**Given passage:**
======
This means you will need to add some form of state for each display bundle. The value on the display should update at the rising edge of the clock cycle.

You also need to have an LED unit which lights up to signify signed overflow. This indicator should be wired to the signed overflow port of your ALU. They should be viewable in your main circuit.


Testing

Once you've implemented your processor, you can test its correctness by writing programs to run on it! First, try this simple program as a sanity check: halt.s. This program loads the same immediate into two different registers using lui/ori and then branches -1 if these registers are equal.

         lui $r0, 0x33          2033
         ori $r0, $r0, 0x44     3044
         lui $r1, 0x33          2133
         ori $r1, $r1, 0x44     3544
         self: beq $r0, $r1, self       91FF
        
For practice, verify that the assembly on the left matches the translated binary on the right. This program effectively "halts" the processor by putting it into an infinite loop, so you can observe the outputs as well as memory and register state. Of course, you could do this "halt" with only the beq line, but it is very important that you test your lui/ori or the programs we will use during grading will not work.

To test your processor, open the cpu-harness.circ. Right click on the ROM that is the instruction memory, and click "load image". Select the assembled program to load it into the instruction memory, and start clock ticks.

You are required to write 2 sample programs to test your processor, but you should also write others to test all your instructions. Remember: Debugging Sucks. Testing Rocks.

  • Write a program that multiplies the first two 16-bit words of memory (MEM[0] and MEM[1]) and stores their product in MEM[2]. You may treat MEM[0] and MEM[1] as unsigned values. Also, do not worry about the case where the product does not fit in 16 bits. The last instruction of your program must be a halt (an instruction that jumps or branches to itself indefinitely). Feel free to clobber the original arguments. Save the assembler source in a file "mult.s."
======
**Instructions to follow:**
In the processor testing passage, what file name is specified for the multiplication program's assembler source?

**Data section:**
======
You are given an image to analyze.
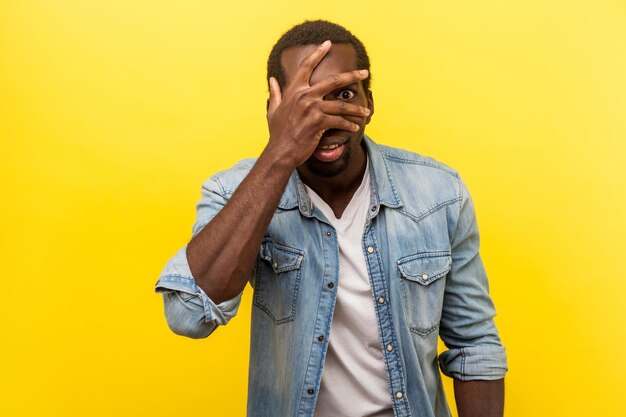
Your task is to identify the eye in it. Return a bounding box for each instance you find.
[337,90,355,101]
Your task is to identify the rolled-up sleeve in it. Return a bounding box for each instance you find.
======
**Reply:**
mult.s